=== PASSAGE ===

Occasionally you will encounter columns that can’t be sorted by name, for example those returned by fselect’s built-in aggregation functions. You can refer to columns by index, starting at 1- so these two invocations would be equivalent:

fselect name, size from /tmp/fselect_test/ order by name, size
fselect name, size from /tmp/fselect_test/ order by 1, 2

Other SQL-Like Features

fselect implements a couple other features that are familiar to a user of SQL. One that’s already been used in this post is the WHERE clause, which allows you to filter results based upon a boolean expression. An example would be limiting results by filesize:

$ fselect 'path, size from /usr where size > 100M'
/usr/lib/jvm/java-9-openjdk-amd64/lib/modules   157113207
/usr/lib/chromium/chromium      115077616

This > operator can also be referred to with “gt”, which makes it easier to type out without quoting in the shell.

The where clause is also useful for doing regular expression matches against string columns:

$ fselect path where name =~ '.*note.*\.txt$'
notes/mentorship_program_notes_20150415.txt
notes/t5220_notes.txt
notes/keyboard_notes.txt

fselect also includes a bunch of built-in functions that are similar to SQL functions like SUM, LENGTH, and COUNT. Want to find the longest 10 filenames in /usr?

=== STORED RECORDS ===

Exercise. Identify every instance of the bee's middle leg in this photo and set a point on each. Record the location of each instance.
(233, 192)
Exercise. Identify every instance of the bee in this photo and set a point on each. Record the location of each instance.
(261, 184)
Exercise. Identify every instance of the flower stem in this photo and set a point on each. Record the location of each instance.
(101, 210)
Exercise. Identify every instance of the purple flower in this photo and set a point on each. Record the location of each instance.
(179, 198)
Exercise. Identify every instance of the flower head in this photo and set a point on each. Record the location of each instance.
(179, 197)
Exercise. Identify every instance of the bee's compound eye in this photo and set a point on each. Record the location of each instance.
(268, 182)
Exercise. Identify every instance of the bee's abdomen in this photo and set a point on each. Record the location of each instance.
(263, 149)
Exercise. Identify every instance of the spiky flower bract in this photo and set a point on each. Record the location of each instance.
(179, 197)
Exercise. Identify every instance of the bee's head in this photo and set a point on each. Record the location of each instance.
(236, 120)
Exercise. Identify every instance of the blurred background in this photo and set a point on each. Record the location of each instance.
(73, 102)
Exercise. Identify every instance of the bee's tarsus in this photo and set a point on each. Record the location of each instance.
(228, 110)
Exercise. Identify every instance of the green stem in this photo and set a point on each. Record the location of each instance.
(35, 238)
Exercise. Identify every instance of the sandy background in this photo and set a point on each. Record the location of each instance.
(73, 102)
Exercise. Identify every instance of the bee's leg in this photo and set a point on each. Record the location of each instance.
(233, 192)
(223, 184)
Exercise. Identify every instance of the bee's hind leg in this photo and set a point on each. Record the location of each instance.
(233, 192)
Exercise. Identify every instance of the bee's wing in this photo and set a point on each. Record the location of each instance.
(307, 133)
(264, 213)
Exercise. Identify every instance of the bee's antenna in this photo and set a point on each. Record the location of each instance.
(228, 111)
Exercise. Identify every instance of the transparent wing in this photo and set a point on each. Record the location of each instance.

===

**PROBLEM STATEMENT**
According to the fselect text, why can the > operator in a WHERE clause also be written as "gt"? Answer in one to three sentences. Work from the text alone.

**ANSWER TO THE TASK**
Writing "gt" instead of > makes the comparison easier to type in the shell because it doesn't need quoting.